### Direction
Count the lines in the data that contain the string "flower", with case mattering, and reply with only the number.

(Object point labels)
◆ ◆ ◆

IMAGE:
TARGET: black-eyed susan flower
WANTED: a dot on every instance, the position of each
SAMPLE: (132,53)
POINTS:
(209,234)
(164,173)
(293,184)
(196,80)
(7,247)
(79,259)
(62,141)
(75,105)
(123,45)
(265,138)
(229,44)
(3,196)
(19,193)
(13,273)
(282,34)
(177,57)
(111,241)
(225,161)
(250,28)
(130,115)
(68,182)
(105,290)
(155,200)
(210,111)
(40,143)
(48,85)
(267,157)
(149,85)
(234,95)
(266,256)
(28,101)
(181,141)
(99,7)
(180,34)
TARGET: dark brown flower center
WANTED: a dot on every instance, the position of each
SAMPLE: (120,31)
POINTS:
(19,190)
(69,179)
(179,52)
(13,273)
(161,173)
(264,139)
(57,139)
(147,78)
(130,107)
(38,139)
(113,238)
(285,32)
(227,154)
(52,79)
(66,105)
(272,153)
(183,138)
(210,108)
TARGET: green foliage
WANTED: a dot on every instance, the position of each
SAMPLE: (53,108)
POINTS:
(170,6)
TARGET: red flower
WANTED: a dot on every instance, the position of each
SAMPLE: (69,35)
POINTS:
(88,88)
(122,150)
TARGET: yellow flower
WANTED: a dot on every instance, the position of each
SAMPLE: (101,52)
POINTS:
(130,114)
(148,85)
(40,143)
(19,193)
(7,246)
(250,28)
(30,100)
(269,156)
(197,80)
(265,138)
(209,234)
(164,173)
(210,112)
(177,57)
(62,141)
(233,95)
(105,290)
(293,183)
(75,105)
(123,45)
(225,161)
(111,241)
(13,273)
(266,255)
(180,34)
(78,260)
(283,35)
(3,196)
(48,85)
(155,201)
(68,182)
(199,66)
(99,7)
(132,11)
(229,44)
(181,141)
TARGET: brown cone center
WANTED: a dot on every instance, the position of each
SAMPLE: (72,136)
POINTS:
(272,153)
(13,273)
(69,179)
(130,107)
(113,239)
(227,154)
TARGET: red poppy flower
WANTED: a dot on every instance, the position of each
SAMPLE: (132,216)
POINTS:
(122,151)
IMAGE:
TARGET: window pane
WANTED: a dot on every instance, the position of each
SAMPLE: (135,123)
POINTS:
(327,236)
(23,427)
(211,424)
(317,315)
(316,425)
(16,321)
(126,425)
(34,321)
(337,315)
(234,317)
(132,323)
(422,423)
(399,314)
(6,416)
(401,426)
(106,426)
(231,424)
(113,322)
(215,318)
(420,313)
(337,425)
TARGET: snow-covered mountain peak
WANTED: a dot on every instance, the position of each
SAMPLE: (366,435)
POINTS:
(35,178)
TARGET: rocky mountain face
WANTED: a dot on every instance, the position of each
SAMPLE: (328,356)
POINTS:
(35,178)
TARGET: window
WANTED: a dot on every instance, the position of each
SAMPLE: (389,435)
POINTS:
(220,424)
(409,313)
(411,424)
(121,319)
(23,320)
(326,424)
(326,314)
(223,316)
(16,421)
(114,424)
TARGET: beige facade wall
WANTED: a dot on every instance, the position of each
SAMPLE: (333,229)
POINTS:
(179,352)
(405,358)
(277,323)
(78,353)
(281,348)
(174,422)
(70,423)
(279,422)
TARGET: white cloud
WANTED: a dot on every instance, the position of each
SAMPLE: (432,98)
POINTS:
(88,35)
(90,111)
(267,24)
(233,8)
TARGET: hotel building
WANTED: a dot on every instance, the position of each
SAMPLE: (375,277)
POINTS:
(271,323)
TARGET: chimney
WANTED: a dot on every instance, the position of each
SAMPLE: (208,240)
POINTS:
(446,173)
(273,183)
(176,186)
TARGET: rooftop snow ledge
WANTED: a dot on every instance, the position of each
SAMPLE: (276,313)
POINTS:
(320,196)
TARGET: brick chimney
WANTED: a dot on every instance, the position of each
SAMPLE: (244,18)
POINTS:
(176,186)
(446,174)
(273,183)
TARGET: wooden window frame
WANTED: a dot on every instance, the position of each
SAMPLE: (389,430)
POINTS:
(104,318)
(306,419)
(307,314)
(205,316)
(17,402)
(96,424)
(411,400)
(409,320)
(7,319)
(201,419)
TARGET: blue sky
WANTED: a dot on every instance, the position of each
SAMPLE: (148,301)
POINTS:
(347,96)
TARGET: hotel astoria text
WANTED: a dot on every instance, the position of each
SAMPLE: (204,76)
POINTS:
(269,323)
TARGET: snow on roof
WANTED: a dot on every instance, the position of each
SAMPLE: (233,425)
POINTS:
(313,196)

◆ ◆ ◆

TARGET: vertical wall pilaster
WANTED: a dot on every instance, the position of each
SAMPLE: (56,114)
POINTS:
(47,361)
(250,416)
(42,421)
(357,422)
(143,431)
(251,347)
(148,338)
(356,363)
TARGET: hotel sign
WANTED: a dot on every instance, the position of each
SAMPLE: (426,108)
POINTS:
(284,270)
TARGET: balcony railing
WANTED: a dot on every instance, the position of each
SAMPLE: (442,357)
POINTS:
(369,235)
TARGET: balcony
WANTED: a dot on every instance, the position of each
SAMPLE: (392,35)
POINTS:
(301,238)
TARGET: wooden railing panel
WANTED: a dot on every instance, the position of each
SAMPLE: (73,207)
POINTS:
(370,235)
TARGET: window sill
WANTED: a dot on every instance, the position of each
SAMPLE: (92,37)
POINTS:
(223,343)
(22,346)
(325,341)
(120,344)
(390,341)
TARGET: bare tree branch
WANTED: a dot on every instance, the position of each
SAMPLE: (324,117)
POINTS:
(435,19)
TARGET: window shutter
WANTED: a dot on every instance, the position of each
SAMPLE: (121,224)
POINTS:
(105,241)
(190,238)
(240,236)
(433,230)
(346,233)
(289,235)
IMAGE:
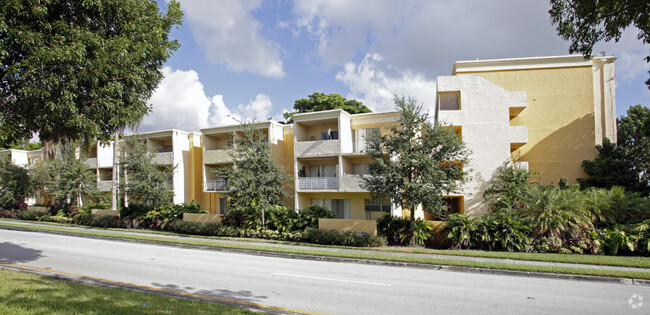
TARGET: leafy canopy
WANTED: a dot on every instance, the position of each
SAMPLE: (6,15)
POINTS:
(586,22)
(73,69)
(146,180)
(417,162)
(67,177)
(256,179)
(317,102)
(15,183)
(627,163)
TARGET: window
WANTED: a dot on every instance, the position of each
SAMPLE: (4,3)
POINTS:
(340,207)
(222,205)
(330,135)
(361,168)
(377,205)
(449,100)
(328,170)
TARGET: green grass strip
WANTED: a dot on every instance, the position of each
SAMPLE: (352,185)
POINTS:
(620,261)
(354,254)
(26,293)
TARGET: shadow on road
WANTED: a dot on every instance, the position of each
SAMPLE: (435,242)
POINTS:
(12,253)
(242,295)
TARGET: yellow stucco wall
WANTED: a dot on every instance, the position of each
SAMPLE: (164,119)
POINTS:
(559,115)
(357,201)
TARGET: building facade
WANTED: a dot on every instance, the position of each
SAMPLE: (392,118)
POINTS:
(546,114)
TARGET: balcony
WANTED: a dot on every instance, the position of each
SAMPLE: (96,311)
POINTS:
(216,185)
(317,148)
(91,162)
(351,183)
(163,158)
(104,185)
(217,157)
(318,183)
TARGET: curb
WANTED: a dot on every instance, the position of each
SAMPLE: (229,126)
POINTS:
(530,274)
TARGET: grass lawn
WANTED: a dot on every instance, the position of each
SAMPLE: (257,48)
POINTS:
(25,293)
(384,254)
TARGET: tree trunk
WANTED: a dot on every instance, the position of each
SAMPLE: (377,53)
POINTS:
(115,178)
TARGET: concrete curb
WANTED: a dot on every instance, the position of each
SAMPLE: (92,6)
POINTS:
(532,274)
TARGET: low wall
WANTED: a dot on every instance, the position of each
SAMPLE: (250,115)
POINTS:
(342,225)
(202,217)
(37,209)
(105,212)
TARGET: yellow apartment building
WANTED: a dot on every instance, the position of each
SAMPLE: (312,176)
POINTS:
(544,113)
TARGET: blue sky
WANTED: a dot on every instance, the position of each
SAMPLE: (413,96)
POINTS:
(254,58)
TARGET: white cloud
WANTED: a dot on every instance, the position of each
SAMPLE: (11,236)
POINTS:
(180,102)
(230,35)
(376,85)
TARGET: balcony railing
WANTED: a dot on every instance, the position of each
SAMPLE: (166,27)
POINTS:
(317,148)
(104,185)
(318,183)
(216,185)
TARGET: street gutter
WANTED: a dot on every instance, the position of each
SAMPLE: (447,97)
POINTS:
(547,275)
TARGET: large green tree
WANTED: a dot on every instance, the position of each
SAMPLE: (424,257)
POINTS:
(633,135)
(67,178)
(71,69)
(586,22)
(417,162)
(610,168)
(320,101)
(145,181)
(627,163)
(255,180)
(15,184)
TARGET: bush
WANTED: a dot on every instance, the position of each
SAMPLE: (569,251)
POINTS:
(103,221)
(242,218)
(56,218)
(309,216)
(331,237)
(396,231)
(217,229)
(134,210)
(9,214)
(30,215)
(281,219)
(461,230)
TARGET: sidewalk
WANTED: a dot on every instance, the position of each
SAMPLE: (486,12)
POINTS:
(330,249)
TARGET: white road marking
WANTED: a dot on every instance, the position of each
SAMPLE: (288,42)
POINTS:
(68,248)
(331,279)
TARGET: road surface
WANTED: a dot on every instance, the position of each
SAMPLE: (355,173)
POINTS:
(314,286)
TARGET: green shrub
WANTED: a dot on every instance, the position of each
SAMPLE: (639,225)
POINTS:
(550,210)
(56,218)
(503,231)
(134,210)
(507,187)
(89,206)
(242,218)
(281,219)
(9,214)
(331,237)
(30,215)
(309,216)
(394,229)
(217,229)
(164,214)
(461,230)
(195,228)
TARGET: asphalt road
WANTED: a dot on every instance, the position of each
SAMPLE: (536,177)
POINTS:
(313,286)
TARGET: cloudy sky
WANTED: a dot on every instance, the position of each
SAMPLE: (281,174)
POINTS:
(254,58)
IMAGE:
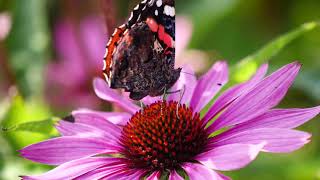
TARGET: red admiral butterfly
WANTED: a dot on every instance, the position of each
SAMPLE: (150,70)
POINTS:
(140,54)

◆ ◆ ◆

### Response to this task
5